● Tâche demandée a
Résumez le document source ci-dessous en deux phrases.
========================================
Les modalités des stress tests bancaires ne changent pas la donne… au contraire

par Philippe Ithurbide, Directeur Recherche, Stratégie et Analyse chez Amundi

Les récents discours des banques centrales, Fed et BCE, confortent les anticipations de politiques monétaires moins hawkish que prévu (États-Unis), ou de nouveaux gestes d’assouplissement (Zone euro). Les marchés des changes ne s’y trompent pas, n’anticipant pas de mouvements marqués des politiques monétaires, et la volatilité des devises du G10 est désormais au plus bas depuis la création de l’euro.

Convergence et défragmentation financière en zone euro

Les semaines passées sont venues conforter l’optimisme des marchés sur la défragmentation financière, voire même la convergence économique en zone euro. Parmi les faits majeurs, on notera bien évidemment le retour (gagnant) du Portugal sur les marchés des capitaux, après 3 ans d’absence et de soutien externe. Certes, cela n’autorise pas à considérer que tous les problèmes sont derrière nous, mais cela démontre bien que les marchés financiers restent plus attentifs aux opportunités qu’offrent les spreads de crédit qu’à la solvabilité réelle des États. Un atout à court terme, sans nul doute, mais qui pourrait bien conduire à des excès de valorisation… qu’il faudra bien corriger à un moment donné.
========================================
● Tâche demandée b
Indiquez combien de lignes du listing contiennent la chaîne "roof", en donnant uniquement ce nombre.
========================================
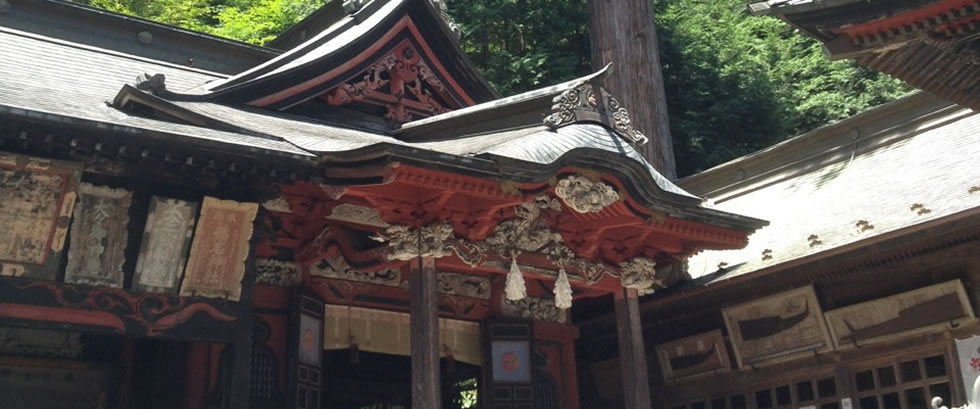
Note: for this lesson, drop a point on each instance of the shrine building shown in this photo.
(349, 218)
(862, 292)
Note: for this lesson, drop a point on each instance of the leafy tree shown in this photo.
(521, 45)
(735, 83)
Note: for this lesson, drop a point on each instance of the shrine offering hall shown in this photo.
(352, 218)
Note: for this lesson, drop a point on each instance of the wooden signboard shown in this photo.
(777, 327)
(221, 245)
(699, 355)
(98, 236)
(38, 198)
(926, 309)
(165, 245)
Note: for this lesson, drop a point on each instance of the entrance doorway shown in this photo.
(368, 380)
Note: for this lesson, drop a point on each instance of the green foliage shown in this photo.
(252, 21)
(735, 83)
(521, 45)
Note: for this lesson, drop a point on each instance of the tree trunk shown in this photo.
(623, 33)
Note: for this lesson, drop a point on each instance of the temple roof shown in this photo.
(54, 80)
(931, 44)
(899, 168)
(525, 139)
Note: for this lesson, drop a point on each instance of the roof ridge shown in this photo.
(916, 107)
(105, 51)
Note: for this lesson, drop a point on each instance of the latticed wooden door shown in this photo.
(306, 352)
(509, 372)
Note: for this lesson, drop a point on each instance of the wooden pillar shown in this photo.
(424, 308)
(623, 33)
(197, 377)
(126, 366)
(632, 354)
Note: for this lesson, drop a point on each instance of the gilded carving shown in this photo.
(640, 273)
(38, 197)
(277, 273)
(351, 213)
(582, 104)
(584, 195)
(165, 245)
(533, 308)
(99, 236)
(464, 284)
(337, 267)
(405, 243)
(221, 245)
(401, 82)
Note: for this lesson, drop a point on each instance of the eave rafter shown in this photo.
(578, 221)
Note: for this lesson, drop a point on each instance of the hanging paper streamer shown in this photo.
(563, 291)
(515, 289)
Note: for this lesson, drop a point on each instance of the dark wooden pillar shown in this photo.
(424, 308)
(623, 33)
(632, 354)
(240, 389)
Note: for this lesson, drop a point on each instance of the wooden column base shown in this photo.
(632, 354)
(424, 309)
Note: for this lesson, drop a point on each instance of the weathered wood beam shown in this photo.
(632, 353)
(424, 311)
(623, 33)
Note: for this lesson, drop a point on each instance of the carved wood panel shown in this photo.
(99, 236)
(38, 198)
(221, 245)
(165, 245)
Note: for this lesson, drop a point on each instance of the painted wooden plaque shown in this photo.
(165, 245)
(908, 313)
(221, 245)
(38, 196)
(99, 236)
(777, 327)
(702, 354)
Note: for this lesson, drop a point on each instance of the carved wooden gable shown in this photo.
(36, 200)
(401, 82)
(99, 236)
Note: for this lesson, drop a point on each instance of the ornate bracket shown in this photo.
(584, 195)
(640, 273)
(591, 103)
(405, 243)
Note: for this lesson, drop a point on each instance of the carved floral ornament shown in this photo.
(588, 102)
(584, 195)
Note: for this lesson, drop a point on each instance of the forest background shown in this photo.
(735, 83)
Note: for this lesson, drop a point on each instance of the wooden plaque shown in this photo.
(38, 198)
(926, 309)
(778, 327)
(702, 354)
(165, 245)
(221, 245)
(98, 236)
========================================
● Réponse à l'exercice a
Les récents discours de la Fed et de la BCE renforcent l'anticipation de politiques monétaires moins hawkish que prévu aux États-Unis ou de nouveaux gestes d'assouplissement en zone euro, et la volatilité des devises du G10 est au plus bas depuis la création de l'euro. Le retour gagnant du Portugal sur les marchés des capitaux après trois ans d'absence conforte l'optimisme sur la défragmentation financière en zone euro, mais montre que les marchés regardent davantage les spreads de crédit que la solvabilité réelle des États, ce qui pourrait entraîner des excès de valorisation à corriger un jour.

● Réponse à l'exercice b
2